_What you will do_: Copy every row below word for word, leaving out the pictures.

_Data to process_:

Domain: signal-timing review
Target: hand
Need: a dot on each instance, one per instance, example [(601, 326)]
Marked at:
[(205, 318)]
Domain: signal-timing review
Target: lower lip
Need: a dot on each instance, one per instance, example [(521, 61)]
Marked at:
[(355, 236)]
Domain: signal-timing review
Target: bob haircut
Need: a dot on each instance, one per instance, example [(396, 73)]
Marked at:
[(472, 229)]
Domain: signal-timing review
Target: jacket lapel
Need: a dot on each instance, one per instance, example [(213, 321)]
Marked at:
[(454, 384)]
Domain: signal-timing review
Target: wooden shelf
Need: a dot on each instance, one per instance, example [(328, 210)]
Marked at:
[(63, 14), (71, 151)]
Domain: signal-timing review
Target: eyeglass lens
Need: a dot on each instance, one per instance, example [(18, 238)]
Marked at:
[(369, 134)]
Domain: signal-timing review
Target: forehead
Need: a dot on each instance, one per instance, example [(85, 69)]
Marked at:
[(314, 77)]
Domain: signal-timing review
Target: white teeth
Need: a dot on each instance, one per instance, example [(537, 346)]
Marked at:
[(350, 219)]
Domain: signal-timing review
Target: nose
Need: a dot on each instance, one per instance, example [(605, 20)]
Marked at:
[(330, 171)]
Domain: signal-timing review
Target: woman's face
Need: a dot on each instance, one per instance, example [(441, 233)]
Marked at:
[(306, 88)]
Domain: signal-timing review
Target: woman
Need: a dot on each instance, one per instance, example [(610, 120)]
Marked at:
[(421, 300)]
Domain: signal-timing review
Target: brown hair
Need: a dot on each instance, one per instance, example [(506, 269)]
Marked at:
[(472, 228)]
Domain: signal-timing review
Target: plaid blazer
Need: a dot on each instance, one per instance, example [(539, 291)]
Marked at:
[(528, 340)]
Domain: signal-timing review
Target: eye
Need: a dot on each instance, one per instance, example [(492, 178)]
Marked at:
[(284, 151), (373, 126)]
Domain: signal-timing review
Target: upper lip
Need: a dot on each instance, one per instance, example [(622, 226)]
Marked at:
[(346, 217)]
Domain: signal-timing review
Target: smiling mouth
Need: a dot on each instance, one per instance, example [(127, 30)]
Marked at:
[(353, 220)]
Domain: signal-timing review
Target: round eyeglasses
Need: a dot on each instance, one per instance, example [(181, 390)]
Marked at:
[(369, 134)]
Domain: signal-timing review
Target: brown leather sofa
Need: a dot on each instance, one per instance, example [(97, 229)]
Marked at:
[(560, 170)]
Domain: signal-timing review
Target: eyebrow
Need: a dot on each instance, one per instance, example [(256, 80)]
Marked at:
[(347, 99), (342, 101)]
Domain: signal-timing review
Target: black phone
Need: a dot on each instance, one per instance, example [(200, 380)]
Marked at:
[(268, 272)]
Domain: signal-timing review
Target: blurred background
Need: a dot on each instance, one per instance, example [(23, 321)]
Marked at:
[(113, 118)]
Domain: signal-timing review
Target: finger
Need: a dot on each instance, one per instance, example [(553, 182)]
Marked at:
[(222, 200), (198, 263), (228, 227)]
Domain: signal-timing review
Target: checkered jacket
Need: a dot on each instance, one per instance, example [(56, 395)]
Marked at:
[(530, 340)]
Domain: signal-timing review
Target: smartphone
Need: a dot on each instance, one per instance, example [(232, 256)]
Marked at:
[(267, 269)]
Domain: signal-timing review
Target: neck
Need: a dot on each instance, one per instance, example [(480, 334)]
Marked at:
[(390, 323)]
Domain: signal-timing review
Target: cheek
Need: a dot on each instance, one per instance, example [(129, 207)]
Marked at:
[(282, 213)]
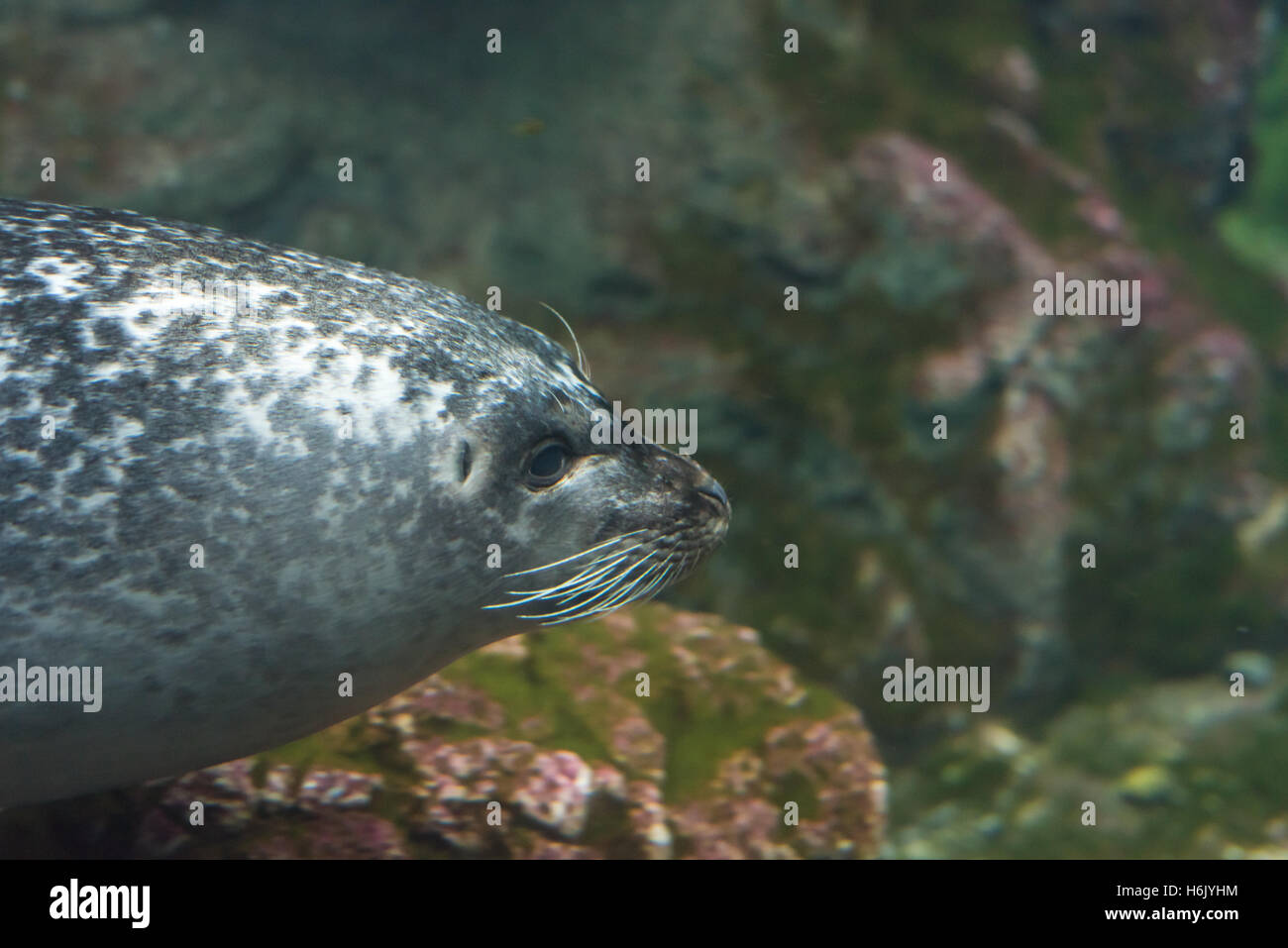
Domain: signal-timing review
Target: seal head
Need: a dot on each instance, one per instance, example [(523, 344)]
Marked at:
[(262, 489)]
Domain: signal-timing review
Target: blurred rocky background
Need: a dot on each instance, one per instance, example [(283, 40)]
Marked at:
[(809, 170)]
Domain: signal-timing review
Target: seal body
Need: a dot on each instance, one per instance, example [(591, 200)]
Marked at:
[(262, 491)]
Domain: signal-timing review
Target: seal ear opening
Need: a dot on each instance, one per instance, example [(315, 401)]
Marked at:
[(467, 460)]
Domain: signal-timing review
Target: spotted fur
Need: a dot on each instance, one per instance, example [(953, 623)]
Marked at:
[(343, 443)]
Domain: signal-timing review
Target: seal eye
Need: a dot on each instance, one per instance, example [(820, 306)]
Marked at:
[(548, 464)]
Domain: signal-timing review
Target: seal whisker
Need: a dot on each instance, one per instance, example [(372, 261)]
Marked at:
[(576, 344), (576, 556)]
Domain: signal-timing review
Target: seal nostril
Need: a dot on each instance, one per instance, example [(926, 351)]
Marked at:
[(712, 488)]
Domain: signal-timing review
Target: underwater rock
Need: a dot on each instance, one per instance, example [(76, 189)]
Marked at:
[(661, 734)]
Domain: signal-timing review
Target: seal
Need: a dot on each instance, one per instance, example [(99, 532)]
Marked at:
[(248, 492)]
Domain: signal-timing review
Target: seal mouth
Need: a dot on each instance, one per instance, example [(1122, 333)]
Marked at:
[(622, 570)]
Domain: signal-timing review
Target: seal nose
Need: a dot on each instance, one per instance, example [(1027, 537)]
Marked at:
[(711, 488)]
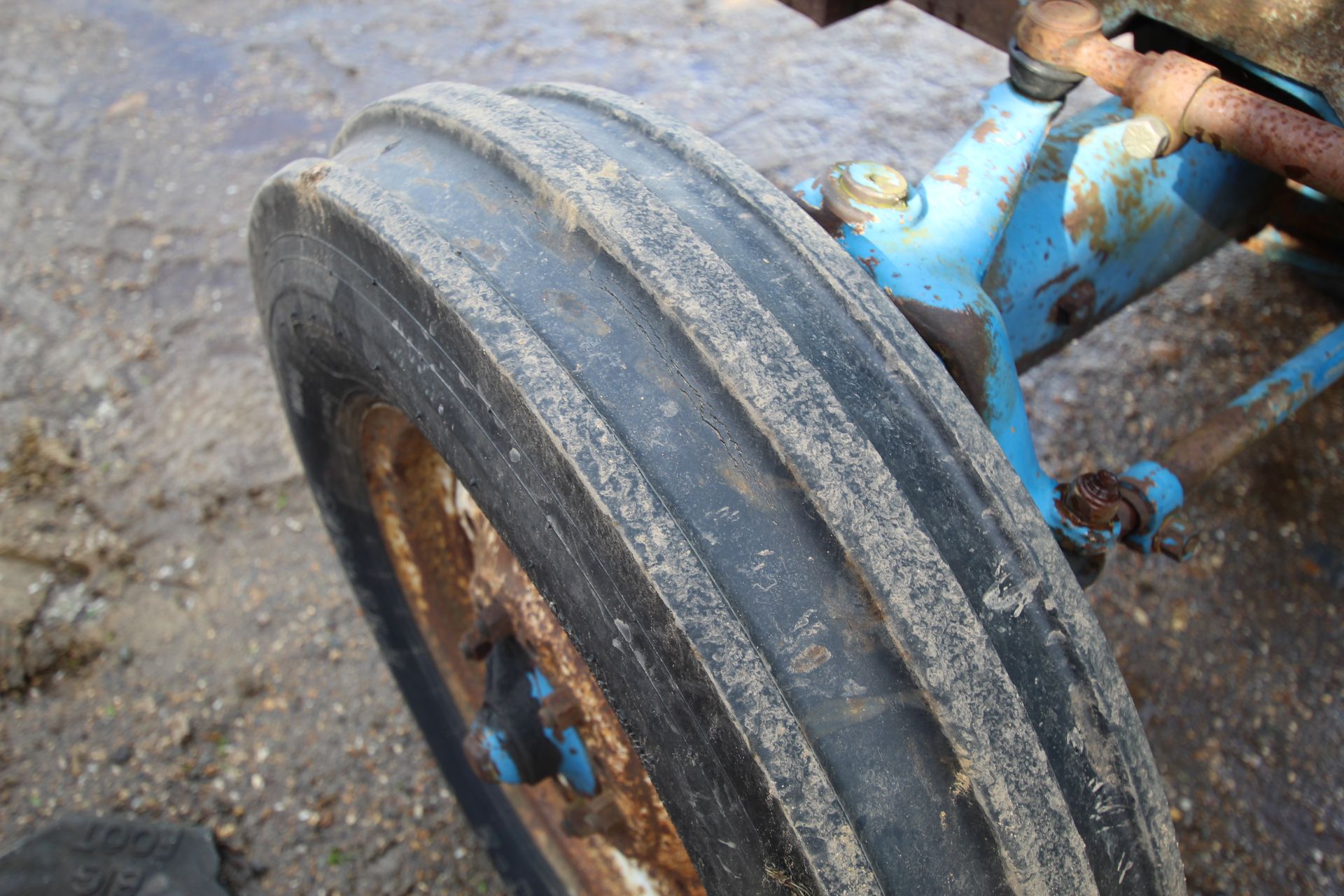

_Reply_:
Domain: signal-timing review
Target: hand
Need: a dot on each instance, one per instance, example [(601, 326)]
Marked at:
[(205, 318)]
Domain: signal-timing review
Target: lower lip
Need: a dot on each instance, one per instance, example [(521, 61)]
Marked at:
[(355, 236)]
Domain: signal-timing review
Target: bob haircut
Need: a dot on each instance, one per instance, example [(396, 73)]
Marked at:
[(472, 229)]
Domain: signal-timing review
Target: jacket lapel
Need: a dot on each instance, one per instance, example [(213, 321)]
Marked at:
[(454, 384)]
Domain: signal-timing review
Target: wooden shelf
Need: a dot on each instance, one per instance, example [(328, 210)]
Marked at:
[(63, 14), (71, 151)]
Domain: signal-timing review
Target: eyeglass lens
Need: a dot on each instance, one per instance, example [(18, 238)]
Marked at:
[(369, 134)]
Domain: signal-timing review
Target: forehead
Need: a dot on each instance, one per instance, example [(85, 69)]
Marked at:
[(314, 77)]
Domain: signal-timing review
Target: white teeth
Need: a dot on each instance, one per instance, example [(537, 346)]
Marked at:
[(350, 219)]
Domain: signal-timing review
Target: nose
Need: a dot on each instance, one per instance, example [(605, 20)]
Marked at:
[(330, 171)]
Domain: signal-timing review
Target: woman's face
Need: a dot on each instance, one per instance, example [(441, 233)]
Marked at:
[(306, 88)]
Domain: signal-timing review
Target: woman
Need: a dot on each instance, one per instance, example [(610, 120)]
Marked at:
[(421, 300)]
Domain: signal-timing review
Target: brown hair
Need: a dot on each instance, one per instance, example [(506, 269)]
Marked at:
[(472, 228)]
Domain: signal-timing review
Target: plaid blazer
Need: a dot on each instance, one per instance, example [(539, 291)]
Marked at:
[(528, 340)]
Domain: signal-timing review
Target: eye
Need: a dot on each instance, one per instance, example [(492, 178)]
Marked at:
[(284, 151), (373, 126)]
Domain: signal-timing review
Target: upper lip
Need: a dot on each instance, one per instance, example [(622, 226)]
Marked at:
[(346, 217)]
Domain: signal-timing review
Target: smiling mouth
Need: a dot on each instance, one per instance, example [(127, 30)]
Marked at:
[(353, 220)]
Domain: signal-timing review
Target: round eyeglasses
Need: a dot on each instance, one per instance, example [(181, 390)]
Marked at:
[(369, 134)]
Domain: signal-timing review
Target: brown leather sofa
Need: a dot on each instance, one per instance, example [(97, 229)]
Marked at:
[(560, 170)]
Domain: signal-timing review
Target: eyebrow
Need: a dot on each instance, one per instance, example [(256, 80)]
Marked at:
[(347, 99), (342, 101)]
Domain: signal-timing review
Target: black phone
Need: a dot on each instance, one per instance, example [(200, 380)]
Marked at:
[(268, 272)]
Domain: signal-timing review
Target: blurred background
Need: a dot on each instance, one per instance, example [(23, 321)]
Marked at:
[(113, 118)]
Domain: signal-timing review
Target: finger
Need: a dot on each instance, one per instance, example [(553, 182)]
Marked at:
[(222, 200), (198, 263), (228, 227)]
Domain: signal-timing review
Target: checkered jacket
Need: a dot on each instance, one per instance, example [(56, 395)]
Marked at:
[(530, 340)]
Domain: signal-timing review
Target: smartphone
Need: a dot on each instance, one per instance, example [(232, 256)]
Marked at:
[(267, 269)]
Domain: signal-timing review
Target: neck
Need: a dot on each instance, one per instance, example [(480, 334)]
Marked at:
[(390, 323)]
Domain: signal-timing review
Target: cheek
Need: a dot on each instance, one per instance, example [(129, 207)]
Marked at:
[(282, 213)]
Domain: signal-timing review
Target: seal head
Need: a dot on each instance, one per instance, example [(523, 344)]
Marked at:
[(262, 489)]
Domain: signal-timing review
Target: blurred rocky background
Need: a dot on each instance, one per instance, example [(283, 40)]
Marked at:
[(809, 170)]
Domain: signal-timing review
Target: seal body
Need: a dot on each instance, one per instance, example [(591, 200)]
Marked at:
[(262, 491)]
Domain: signal-timing review
Target: seal ear opening
Need: a dot on each instance, one per instance, example [(315, 401)]
Marked at:
[(467, 460)]
Domain: signal-timing review
Target: spotted fur
Need: a dot on each instance, one per instance, example [(953, 623)]
Marked at:
[(343, 443)]
Domain: signal-timing review
Target: seal eye
Need: a dot on each instance, one per instance, example [(820, 306)]
Marked at:
[(548, 464)]
Domain: signal-timing review
Target: seal whisker
Need: a dot on each instance, one per instance, example [(372, 261)]
Marked at:
[(576, 344), (576, 556)]
Domain: signal-timing review
Target: seal nostril
Need: a dot on each instance, one per instance, example [(926, 351)]
Marked at:
[(712, 488)]
Domain: signal-timing review
Target: underwater rock
Need: a dot on each instance, one per instance, example [(76, 189)]
Marked at:
[(661, 734)]
Domain: signal-timing review
Target: seal
Need: a dot on each instance, one per instance, example [(99, 532)]
Marked at:
[(248, 492)]
Domain: signal-timing review
Target: seal mouth
Need: a dot on each instance, one per instance, example [(1122, 333)]
Marked at:
[(622, 570)]
Domain: signal-timing review
Target: seal nose
Need: a dot on each instance, one per instance, example [(1027, 537)]
Marked at:
[(711, 488)]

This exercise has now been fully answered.